Task to complete | Format the lines of data from the line containing "trace the outline of every instance of the **wooden" through the end of the data as a numbered list, leaving out any blank lines.

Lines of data
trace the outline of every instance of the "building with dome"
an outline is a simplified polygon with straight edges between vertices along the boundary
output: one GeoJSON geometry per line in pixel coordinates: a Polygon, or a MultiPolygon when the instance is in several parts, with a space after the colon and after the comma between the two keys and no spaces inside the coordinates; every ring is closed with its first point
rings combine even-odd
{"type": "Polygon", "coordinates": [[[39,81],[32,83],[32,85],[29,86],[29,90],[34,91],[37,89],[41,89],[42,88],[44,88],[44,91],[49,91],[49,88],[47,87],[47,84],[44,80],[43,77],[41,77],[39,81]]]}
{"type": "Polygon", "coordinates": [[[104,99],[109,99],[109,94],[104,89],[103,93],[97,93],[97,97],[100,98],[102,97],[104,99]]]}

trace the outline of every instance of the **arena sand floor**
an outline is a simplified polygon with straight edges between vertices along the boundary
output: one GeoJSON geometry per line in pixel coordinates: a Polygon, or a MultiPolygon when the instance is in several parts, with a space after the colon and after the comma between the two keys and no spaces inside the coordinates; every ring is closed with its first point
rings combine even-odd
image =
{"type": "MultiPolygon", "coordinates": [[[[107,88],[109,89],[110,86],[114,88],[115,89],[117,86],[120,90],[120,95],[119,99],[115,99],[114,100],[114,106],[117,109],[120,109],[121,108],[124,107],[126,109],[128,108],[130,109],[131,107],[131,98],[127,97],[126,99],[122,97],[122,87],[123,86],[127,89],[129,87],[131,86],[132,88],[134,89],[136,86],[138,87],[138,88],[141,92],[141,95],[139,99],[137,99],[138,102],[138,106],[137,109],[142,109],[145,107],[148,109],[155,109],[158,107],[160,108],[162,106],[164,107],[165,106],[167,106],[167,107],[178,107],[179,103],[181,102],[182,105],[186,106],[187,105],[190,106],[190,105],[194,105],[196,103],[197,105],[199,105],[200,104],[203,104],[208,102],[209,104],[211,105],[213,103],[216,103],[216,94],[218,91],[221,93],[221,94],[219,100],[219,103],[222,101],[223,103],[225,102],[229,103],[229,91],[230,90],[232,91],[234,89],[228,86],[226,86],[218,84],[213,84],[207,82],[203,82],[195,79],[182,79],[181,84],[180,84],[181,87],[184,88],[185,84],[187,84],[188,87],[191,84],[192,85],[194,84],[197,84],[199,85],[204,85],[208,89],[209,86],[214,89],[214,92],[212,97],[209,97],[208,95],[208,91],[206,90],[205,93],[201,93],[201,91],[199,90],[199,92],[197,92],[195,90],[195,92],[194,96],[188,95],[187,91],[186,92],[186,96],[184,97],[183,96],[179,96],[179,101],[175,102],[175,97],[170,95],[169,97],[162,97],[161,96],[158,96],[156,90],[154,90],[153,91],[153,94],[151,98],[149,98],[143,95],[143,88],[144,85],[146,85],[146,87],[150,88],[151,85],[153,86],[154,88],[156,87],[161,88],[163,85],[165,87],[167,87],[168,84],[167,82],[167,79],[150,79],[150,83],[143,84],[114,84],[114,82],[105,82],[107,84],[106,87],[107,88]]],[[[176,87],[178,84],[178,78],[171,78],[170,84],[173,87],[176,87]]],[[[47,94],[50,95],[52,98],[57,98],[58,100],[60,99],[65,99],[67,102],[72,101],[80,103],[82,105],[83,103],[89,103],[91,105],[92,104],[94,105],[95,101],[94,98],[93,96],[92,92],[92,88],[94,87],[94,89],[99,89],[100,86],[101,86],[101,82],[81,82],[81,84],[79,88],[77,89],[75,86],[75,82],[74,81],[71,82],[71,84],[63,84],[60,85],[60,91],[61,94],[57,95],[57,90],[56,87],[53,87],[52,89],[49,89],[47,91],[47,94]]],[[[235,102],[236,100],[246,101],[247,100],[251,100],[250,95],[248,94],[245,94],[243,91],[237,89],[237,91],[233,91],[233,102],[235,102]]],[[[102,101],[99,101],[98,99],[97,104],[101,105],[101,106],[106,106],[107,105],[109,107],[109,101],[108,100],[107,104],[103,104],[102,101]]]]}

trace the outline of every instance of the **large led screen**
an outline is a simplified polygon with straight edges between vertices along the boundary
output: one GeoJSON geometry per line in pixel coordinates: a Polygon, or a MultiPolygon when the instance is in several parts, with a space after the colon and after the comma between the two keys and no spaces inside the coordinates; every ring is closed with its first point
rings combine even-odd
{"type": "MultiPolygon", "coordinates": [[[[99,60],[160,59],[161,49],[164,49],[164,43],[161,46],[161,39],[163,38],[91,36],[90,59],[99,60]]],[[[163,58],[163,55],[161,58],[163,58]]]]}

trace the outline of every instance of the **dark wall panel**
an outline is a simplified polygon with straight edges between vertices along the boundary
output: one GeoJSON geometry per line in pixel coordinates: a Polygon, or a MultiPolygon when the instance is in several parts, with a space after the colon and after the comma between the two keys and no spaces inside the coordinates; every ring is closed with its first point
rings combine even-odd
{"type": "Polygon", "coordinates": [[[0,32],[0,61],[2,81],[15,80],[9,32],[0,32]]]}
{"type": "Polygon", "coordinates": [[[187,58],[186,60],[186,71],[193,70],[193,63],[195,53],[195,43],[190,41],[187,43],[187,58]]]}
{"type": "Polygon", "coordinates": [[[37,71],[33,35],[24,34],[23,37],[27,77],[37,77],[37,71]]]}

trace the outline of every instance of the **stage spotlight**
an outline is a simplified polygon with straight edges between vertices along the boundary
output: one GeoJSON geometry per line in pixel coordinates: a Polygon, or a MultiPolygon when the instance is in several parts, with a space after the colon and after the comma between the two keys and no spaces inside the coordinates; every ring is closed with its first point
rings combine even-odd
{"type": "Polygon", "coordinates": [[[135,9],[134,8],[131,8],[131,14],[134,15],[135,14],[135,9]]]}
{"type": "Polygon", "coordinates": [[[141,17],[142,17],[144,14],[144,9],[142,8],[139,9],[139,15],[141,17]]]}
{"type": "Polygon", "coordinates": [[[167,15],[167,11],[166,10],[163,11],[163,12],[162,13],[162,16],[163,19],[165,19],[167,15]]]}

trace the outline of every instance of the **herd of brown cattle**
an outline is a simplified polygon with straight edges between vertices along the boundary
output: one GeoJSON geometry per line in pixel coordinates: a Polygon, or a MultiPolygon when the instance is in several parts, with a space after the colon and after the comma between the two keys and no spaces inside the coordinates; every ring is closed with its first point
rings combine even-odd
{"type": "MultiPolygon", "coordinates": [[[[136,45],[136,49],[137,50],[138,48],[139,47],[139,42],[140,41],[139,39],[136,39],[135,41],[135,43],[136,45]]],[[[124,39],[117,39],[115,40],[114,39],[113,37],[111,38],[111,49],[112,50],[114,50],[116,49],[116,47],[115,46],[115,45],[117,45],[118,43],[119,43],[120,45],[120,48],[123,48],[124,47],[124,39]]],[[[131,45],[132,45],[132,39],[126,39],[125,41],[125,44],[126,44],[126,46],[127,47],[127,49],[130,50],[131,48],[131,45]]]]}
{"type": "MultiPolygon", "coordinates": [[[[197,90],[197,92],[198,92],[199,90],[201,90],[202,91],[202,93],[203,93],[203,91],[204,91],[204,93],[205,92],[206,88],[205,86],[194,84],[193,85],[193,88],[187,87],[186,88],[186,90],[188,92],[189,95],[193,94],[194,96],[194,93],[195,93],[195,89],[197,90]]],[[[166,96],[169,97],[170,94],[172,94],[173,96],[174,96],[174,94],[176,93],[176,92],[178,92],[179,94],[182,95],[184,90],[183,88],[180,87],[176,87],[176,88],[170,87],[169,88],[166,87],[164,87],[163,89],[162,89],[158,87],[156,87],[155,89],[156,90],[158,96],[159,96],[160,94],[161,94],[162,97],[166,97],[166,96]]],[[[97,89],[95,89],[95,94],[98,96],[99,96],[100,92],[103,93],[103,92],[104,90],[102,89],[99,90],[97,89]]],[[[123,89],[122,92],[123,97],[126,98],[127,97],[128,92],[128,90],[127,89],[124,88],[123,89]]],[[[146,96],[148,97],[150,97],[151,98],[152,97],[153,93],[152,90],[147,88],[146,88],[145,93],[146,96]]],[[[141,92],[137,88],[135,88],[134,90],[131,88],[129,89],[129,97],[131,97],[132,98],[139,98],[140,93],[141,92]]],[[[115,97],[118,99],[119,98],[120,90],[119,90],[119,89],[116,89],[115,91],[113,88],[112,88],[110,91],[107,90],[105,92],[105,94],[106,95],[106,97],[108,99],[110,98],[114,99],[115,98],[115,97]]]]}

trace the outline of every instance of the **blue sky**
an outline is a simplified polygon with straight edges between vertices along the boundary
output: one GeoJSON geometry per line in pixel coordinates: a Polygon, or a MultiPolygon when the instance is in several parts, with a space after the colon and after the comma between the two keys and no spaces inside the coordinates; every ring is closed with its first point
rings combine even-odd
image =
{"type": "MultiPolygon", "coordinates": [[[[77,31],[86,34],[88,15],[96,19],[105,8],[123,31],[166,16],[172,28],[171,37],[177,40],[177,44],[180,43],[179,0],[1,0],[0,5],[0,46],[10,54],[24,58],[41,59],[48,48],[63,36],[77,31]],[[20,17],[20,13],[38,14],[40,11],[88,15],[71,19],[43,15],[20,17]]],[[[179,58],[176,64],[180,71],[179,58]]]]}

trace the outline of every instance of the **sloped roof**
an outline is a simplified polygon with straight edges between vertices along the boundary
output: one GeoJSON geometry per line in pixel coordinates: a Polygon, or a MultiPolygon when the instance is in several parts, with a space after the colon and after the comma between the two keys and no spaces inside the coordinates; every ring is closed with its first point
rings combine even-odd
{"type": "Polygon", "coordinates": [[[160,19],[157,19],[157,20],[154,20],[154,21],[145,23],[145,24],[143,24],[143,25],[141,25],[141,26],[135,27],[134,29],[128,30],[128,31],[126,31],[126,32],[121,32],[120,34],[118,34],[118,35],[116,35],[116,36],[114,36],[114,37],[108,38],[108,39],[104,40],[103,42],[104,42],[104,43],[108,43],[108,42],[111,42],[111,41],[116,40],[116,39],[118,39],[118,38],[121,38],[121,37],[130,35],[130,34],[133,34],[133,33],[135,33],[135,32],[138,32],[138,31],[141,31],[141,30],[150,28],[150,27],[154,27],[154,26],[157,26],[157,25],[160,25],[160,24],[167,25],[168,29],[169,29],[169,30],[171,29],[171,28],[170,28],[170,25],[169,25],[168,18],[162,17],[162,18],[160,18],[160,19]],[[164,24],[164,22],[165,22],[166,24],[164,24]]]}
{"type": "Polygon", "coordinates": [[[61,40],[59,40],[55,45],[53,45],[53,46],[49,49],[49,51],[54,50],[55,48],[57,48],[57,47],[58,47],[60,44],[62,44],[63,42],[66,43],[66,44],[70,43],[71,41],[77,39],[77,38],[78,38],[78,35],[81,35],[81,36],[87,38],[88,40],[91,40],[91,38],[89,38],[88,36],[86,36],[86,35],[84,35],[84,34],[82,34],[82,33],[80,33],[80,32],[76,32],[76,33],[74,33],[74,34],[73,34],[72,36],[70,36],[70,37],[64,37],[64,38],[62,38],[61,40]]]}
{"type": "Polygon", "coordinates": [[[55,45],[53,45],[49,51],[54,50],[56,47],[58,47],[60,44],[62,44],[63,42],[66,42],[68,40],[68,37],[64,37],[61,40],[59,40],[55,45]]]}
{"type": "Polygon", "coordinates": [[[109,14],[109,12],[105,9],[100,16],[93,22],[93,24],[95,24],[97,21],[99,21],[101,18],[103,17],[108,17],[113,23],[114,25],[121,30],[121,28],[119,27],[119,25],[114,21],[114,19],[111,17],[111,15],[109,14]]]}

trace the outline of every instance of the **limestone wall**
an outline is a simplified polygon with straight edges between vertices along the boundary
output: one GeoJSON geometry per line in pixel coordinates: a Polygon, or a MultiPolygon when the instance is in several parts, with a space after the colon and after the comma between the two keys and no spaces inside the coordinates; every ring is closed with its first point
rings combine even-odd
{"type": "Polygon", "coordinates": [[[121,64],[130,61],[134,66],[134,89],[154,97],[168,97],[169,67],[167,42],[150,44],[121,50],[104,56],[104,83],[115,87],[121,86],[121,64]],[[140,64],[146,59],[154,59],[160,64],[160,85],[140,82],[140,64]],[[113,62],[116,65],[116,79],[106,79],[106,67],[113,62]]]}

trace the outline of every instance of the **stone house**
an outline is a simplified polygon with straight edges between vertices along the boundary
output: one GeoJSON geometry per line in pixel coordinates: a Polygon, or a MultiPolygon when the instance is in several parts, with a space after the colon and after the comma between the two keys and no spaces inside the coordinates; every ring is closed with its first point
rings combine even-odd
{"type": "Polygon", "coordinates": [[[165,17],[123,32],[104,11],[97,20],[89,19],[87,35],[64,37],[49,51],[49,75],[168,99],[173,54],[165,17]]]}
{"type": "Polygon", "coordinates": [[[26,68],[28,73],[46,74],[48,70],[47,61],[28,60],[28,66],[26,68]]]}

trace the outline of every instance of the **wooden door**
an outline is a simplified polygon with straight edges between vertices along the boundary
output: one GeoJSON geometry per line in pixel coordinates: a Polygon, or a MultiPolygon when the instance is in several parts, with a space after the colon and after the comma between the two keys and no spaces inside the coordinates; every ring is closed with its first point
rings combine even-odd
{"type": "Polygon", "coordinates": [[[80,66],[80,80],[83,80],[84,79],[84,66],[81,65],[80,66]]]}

Output for this exercise |
1. trace the outline of every instance of the **wooden door**
2. an outline is a simplified polygon with straight edges between vertices along the boundary
3. output: one GeoJSON geometry per line in pixel coordinates: a Polygon, or a MultiPolygon when the instance is in several parts, with a space after the colon and after the comma between the two keys and no spaces inside the coordinates; every ring is closed with its first point
4. rings combine even-odd
5. {"type": "Polygon", "coordinates": [[[80,66],[80,80],[83,80],[84,79],[84,66],[81,65],[80,66]]]}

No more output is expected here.